Problem to work on – Please copy the rows from their start through the line containing "<point>401,182</point>", both included. Keep the requests and their sample points unchanged, but multiply every answer coordinate by 1.4 and round it to a whole number, with halves rounding up.

Excerpt from a dataset –

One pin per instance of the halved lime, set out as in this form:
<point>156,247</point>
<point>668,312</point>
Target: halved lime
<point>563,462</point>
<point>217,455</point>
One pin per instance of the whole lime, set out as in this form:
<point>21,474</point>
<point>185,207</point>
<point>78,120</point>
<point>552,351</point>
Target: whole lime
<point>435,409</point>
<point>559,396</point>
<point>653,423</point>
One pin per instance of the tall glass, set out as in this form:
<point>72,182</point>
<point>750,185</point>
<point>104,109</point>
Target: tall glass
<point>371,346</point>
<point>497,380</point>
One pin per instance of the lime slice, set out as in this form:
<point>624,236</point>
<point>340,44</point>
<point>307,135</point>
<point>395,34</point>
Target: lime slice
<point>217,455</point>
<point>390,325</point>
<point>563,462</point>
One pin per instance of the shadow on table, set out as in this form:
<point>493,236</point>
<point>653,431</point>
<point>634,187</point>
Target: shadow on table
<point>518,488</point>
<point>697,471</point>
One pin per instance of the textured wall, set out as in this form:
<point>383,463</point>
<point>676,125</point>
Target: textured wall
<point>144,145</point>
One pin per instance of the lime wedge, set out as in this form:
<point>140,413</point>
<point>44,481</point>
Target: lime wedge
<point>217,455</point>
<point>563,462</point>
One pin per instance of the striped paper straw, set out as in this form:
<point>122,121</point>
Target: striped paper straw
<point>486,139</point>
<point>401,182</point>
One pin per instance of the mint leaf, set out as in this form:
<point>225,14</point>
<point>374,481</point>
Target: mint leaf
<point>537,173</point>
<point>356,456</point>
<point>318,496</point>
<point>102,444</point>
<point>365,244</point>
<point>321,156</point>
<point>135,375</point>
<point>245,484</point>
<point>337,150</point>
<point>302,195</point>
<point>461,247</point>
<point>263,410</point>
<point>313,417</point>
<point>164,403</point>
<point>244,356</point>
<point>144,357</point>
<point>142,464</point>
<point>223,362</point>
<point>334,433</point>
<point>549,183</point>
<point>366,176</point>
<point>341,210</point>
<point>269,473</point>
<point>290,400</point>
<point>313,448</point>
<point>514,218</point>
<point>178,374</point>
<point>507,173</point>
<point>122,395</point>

Correct output –
One pin per instance of the halved lime, set out as in this form:
<point>156,247</point>
<point>668,312</point>
Target: halved lime
<point>788,647</point>
<point>304,637</point>
One pin per instance of the whole lime, set out as in this form:
<point>21,474</point>
<point>185,207</point>
<point>78,120</point>
<point>552,351</point>
Target: whole lime
<point>609,573</point>
<point>783,554</point>
<point>914,592</point>
One pin per instance of the tall glass, set out as in this form:
<point>72,182</point>
<point>750,185</point>
<point>104,109</point>
Target: tall glass
<point>519,484</point>
<point>696,532</point>
One pin per instance of the lime slice, set out as in this form:
<point>624,236</point>
<point>340,44</point>
<point>307,135</point>
<point>395,34</point>
Target: lime slice
<point>304,637</point>
<point>546,455</point>
<point>788,647</point>
One pin per instance of the shadow on table, set out as in this form:
<point>493,236</point>
<point>653,431</point>
<point>634,187</point>
Target: shadow on table
<point>725,683</point>
<point>976,659</point>
One pin per instance of the textured wall, set out as in this form:
<point>383,463</point>
<point>676,125</point>
Target: textured wall
<point>202,203</point>
One pin per instance of the lime wedge, set out as in this form:
<point>140,413</point>
<point>44,481</point>
Target: lime wedge
<point>304,637</point>
<point>788,647</point>
One pin per instance of the striped paper straw, set out as in this form:
<point>122,121</point>
Target: striped paper straw
<point>680,195</point>
<point>561,255</point>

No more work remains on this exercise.